***** DOCUMENT EXCERPT

It came to my attention during my blogging break, courtesy of Emily Heroy – Founder of  the Gender Across Borders blog and fellow Equality 101 writer – and Liza DonnellyCartoonist Extraordinaire – (If you’re not at least following these ladies on Twitter or reading their work, you should be.  Now!) that maybe saying “I am a feminist” is maybe not the exact correct thing to be saying.  It’s no secret that feminists throughout history have worked extremely hard towards equal rights for women.  But it’s also no secret that they haven’t historically worked very hard towards equal rights for all women.  bell hooks noted this (I can’t remember the exact essay in which she noted this, so forgive my lack of citation.  If anyone knows, feel free to drop a comment.), especially in the way feminism tended to be for the white, upper-middle class women, not for poor women or women of color.

Today, we see people claiming to be feminists and actively working against women – see anything written about Sarah Palin in the past month.  We see women actively excluding other human beings from the fight for equal rights (Emily didn’t exclude other people in this post, but I refuse to link to the post that did).  We see women telling other women how to be feminists.  Apparently, my feminist card was taken away from me when I chose to get married and have a big wedding.  It’s going to be torn up into little pieces when I write later about the crisis we’re seeing with boys and education and how we need to work to catch them up.  Or when I blog about how my future husband and I are going to share money.

**********
***** DATA SHOWN

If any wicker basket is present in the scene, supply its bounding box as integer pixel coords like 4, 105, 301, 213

**********

● SET EXERCISE
Copy the passage of the feminism blog post above from "Today, we see" to "to share money.".

● SOLUTION TO THE EXERCISE
Today, we see people claiming to be feminists and actively working against women – see anything written about Sarah Palin in the past month.  We see women actively excluding other human beings from the fight for equal rights (Emily didn’t exclude other people in this post, but I refuse to link to the post that did).  We see women telling other women how to be feminists.  Apparently, my feminist card was taken away from me when I chose to get married and have a big wedding.  It’s going to be torn up into little pieces when I write later about the crisis we’re seeing with boys and education and how we need to work to catch them up.  Or when I blog about how my future husband and I are going to share money.